## begin Records supplied

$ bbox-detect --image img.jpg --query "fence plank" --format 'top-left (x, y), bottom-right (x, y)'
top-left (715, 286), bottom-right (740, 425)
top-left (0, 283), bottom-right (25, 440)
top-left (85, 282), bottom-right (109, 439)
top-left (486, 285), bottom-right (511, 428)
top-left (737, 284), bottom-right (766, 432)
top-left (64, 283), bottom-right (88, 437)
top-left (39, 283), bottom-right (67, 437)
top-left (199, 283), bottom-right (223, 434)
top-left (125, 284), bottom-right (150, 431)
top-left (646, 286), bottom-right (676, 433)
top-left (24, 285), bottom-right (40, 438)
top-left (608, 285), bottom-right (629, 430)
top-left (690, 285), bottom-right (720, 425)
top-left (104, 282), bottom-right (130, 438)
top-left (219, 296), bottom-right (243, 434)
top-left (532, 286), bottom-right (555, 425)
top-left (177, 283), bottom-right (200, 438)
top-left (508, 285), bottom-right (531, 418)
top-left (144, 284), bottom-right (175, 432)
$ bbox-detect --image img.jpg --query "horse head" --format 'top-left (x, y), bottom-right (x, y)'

## end Records supplied
## begin Records supplied

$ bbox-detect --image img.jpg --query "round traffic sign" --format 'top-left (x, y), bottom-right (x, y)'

## end Records supplied

Prompt: Please count the lines in the entries above that contain the string "bbox", and reply with the number only.

Finished answer: 3